* **Description of the task**
Arrange all of the rows below as a Markdown table with two columns, No and Text. Number each row and leave out any blank lines.

--- The records ---

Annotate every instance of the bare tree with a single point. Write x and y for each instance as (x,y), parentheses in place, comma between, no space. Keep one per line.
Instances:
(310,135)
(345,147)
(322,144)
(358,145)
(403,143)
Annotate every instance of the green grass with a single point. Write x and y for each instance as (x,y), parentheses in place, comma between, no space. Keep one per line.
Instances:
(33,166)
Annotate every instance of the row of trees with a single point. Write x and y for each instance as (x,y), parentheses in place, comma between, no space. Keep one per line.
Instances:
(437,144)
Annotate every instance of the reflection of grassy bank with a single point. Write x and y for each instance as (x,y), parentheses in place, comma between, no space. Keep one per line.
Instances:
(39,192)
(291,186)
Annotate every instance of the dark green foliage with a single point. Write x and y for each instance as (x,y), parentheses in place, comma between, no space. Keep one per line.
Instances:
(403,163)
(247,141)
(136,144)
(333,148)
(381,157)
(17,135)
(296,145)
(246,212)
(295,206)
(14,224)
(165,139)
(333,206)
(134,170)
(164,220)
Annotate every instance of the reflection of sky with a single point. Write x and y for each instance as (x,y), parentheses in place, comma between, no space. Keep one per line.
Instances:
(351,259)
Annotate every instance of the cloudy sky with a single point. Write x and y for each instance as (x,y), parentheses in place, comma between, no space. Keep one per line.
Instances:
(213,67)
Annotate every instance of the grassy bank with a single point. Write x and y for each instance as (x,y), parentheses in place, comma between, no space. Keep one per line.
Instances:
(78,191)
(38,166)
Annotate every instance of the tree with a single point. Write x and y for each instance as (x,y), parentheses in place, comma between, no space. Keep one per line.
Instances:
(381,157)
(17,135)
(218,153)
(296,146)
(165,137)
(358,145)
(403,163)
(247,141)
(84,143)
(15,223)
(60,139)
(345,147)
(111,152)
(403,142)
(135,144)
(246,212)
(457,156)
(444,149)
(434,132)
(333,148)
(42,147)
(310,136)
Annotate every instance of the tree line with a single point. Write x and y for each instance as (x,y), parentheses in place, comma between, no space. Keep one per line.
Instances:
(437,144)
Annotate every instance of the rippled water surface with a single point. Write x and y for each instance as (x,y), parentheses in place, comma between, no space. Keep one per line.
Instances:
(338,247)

---

* **Written answer**
| No | Text |
|---|---|
| 1 | Annotate every instance of the bare tree with a single point. Write x and y for each instance as (x,y), parentheses in place, comma between, no space. Keep one per line. |
| 2 | Instances: |
| 3 | (310,135) |
| 4 | (345,147) |
| 5 | (322,144) |
| 6 | (358,145) |
| 7 | (403,143) |
| 8 | Annotate every instance of the green grass with a single point. Write x and y for each instance as (x,y), parentheses in place, comma between, no space. Keep one per line. |
| 9 | Instances: |
| 10 | (33,166) |
| 11 | Annotate every instance of the row of trees with a single point. Write x and y for each instance as (x,y), parentheses in place, comma between, no space. Keep one per line. |
| 12 | Instances: |
| 13 | (437,144) |
| 14 | Annotate every instance of the reflection of grassy bank with a single point. Write x and y for each instance as (x,y), parentheses in place, comma between, no space. Keep one per line. |
| 15 | Instances: |
| 16 | (39,192) |
| 17 | (291,186) |
| 18 | Annotate every instance of the dark green foliage with a single point. Write x and y for each instance as (x,y), parentheses in place, comma between, no space. Keep one per line. |
| 19 | Instances: |
| 20 | (403,163) |
| 21 | (247,141) |
| 22 | (136,144) |
| 23 | (333,148) |
| 24 | (381,157) |
| 25 | (17,135) |
| 26 | (296,145) |
| 27 | (246,212) |
| 28 | (295,206) |
| 29 | (14,224) |
| 30 | (165,139) |
| 31 | (333,206) |
| 32 | (134,170) |
| 33 | (164,220) |
| 34 | Annotate every instance of the reflection of sky with a single point. Write x and y for each instance as (x,y), parentheses in place, comma between, no space. Keep one per line. |
| 35 | Instances: |
| 36 | (351,259) |
| 37 | Annotate every instance of the cloudy sky with a single point. Write x and y for each instance as (x,y), parentheses in place, comma between, no space. Keep one per line. |
| 38 | Instances: |
| 39 | (213,67) |
| 40 | Annotate every instance of the grassy bank with a single point. Write x and y for each instance as (x,y), parentheses in place, comma between, no space. Keep one per line. |
| 41 | Instances: |
| 42 | (78,191) |
| 43 | (38,166) |
| 44 | Annotate every instance of the tree with a single point. Write x and y for each instance as (x,y), parentheses in place, comma between, no space. Keep one per line. |
| 45 | Instances: |
| 46 | (381,157) |
| 47 | (17,135) |
| 48 | (218,153) |
| 49 | (296,146) |
| 50 | (165,137) |
| 51 | (358,145) |
| 52 | (403,163) |
| 53 | (247,141) |
| 54 | (84,143) |
| 55 | (15,223) |
| 56 | (60,139) |
| 57 | (345,147) |
| 58 | (111,152) |
| 59 | (403,142) |
| 60 | (135,144) |
| 61 | (246,212) |
| 62 | (457,156) |
| 63 | (444,149) |
| 64 | (434,132) |
| 65 | (333,148) |
| 66 | (42,147) |
| 67 | (310,136) |
| 68 | Annotate every instance of the tree line with a single point. Write x and y for each instance as (x,y), parentheses in place, comma between, no space. Keep one per line. |
| 69 | Instances: |
| 70 | (437,144) |
| 71 | Annotate every instance of the rippled water surface with a single point. Write x and y for each instance as (x,y), parentheses in place, comma between, no space. Keep one per line. |
| 72 | Instances: |
| 73 | (338,247) |